Supplied material START
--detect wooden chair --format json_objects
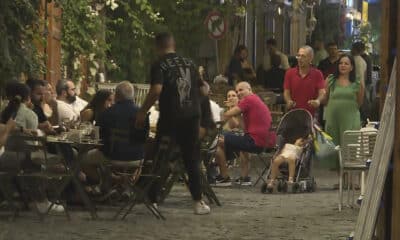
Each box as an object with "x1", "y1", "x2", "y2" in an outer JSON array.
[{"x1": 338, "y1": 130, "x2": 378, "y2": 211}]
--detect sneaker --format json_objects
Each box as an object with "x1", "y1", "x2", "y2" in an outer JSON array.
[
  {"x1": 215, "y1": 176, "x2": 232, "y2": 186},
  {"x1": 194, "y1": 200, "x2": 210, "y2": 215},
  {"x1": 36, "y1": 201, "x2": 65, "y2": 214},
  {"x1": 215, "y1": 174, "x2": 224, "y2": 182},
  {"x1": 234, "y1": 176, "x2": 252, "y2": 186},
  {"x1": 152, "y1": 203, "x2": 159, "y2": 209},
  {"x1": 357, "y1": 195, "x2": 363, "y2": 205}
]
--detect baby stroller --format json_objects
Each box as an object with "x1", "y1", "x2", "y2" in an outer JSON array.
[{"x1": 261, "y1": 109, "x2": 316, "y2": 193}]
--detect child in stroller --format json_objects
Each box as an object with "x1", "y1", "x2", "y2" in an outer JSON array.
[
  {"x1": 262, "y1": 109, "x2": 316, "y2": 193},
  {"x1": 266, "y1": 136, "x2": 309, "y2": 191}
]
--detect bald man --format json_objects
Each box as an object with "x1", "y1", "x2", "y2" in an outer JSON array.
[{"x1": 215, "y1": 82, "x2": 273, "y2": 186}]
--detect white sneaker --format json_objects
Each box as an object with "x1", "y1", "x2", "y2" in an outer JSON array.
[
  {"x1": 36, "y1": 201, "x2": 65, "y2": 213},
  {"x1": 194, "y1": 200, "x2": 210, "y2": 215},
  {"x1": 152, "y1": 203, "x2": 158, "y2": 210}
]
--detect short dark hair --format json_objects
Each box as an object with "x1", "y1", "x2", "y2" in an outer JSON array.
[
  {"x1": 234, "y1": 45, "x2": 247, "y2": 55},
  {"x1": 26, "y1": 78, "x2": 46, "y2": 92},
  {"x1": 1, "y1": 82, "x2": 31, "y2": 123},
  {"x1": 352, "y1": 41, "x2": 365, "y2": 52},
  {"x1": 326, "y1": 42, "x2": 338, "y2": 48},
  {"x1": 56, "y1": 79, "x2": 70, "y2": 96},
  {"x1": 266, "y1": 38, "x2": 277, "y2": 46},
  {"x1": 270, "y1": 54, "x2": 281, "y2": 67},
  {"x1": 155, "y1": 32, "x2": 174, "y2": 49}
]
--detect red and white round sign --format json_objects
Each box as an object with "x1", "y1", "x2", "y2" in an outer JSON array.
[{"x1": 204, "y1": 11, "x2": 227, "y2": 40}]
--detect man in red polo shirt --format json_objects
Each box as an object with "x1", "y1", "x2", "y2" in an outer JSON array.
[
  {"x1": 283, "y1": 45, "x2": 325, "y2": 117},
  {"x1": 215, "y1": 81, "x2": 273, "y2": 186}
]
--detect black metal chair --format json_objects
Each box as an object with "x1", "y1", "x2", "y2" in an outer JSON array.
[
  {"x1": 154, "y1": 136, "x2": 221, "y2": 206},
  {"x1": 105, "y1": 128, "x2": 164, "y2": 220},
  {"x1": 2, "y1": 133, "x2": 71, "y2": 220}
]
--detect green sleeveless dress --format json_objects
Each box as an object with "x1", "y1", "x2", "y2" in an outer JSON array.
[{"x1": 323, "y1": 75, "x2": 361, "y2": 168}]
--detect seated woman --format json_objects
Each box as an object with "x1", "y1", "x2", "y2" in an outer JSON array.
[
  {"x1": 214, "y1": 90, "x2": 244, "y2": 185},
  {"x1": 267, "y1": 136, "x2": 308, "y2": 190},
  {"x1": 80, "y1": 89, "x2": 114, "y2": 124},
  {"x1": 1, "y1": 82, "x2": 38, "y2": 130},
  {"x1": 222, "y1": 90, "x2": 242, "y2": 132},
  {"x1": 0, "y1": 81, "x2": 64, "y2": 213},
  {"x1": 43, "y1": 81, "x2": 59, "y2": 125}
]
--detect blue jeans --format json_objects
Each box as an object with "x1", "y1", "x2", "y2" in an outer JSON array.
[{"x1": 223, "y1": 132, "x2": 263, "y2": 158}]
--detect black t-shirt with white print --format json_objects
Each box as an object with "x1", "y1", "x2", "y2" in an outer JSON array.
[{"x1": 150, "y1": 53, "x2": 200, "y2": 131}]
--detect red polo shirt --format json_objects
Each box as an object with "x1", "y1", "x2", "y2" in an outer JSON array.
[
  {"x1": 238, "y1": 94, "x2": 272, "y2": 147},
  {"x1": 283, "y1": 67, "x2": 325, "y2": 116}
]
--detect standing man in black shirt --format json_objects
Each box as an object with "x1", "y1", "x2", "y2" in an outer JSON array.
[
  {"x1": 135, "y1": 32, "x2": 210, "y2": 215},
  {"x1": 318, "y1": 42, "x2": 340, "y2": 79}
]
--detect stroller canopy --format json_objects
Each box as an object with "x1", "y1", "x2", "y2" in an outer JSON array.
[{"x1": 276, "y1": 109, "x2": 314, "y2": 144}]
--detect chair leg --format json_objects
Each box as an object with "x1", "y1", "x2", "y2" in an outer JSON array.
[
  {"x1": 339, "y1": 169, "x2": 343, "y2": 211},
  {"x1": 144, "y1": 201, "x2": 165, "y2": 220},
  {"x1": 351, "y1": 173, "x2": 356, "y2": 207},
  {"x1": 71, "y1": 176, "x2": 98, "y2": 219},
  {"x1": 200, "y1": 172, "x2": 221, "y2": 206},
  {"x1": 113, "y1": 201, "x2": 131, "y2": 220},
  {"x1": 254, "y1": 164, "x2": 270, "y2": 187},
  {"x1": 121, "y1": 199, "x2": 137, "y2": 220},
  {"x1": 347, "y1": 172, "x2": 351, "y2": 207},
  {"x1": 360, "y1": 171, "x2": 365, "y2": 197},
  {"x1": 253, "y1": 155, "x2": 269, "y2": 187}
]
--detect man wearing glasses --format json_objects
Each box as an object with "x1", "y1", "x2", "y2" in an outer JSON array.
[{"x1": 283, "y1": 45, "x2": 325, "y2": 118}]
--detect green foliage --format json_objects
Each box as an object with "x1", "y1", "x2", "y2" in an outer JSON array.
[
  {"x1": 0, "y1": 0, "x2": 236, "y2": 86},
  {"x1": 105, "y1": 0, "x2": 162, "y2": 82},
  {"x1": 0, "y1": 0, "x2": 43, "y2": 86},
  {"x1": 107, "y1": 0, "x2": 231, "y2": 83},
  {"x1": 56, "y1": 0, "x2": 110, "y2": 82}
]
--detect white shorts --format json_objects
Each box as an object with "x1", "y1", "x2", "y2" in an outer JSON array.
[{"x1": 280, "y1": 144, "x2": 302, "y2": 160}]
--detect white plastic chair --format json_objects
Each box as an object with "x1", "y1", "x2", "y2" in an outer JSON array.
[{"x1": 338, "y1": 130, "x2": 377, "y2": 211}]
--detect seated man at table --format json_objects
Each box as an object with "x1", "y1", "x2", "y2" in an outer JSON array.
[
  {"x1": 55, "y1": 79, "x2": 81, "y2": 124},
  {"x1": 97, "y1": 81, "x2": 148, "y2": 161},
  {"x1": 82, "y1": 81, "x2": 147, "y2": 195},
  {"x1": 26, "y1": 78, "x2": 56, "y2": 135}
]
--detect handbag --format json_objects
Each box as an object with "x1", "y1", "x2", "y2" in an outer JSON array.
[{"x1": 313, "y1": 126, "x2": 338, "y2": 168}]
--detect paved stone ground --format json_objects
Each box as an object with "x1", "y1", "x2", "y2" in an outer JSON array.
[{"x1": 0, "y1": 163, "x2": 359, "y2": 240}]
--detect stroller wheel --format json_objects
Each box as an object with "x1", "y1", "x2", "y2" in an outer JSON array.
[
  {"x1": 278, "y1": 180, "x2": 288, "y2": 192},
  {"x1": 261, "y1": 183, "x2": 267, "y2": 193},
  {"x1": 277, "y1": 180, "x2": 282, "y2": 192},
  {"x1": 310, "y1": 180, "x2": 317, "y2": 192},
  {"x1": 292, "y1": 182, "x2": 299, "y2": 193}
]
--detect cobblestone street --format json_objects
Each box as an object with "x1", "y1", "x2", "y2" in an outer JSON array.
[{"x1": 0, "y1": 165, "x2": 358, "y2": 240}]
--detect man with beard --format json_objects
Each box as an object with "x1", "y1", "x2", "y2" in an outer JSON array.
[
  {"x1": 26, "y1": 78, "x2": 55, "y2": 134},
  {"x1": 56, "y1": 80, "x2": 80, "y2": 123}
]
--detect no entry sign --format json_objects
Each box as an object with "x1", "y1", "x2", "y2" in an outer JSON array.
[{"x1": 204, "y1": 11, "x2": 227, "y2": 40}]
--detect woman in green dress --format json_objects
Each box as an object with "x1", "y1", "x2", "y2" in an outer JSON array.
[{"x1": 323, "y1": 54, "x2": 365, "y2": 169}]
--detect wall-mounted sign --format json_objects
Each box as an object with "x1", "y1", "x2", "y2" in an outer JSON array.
Supplied material END
Task instructions:
Filter on the word "chair": copy each matching line from the entries above.

Answer area:
--detect wooden chair --format json_objects
--detect black metal chair --format json_objects
--detect chair leg --format json_objects
--detect white plastic chair --format json_objects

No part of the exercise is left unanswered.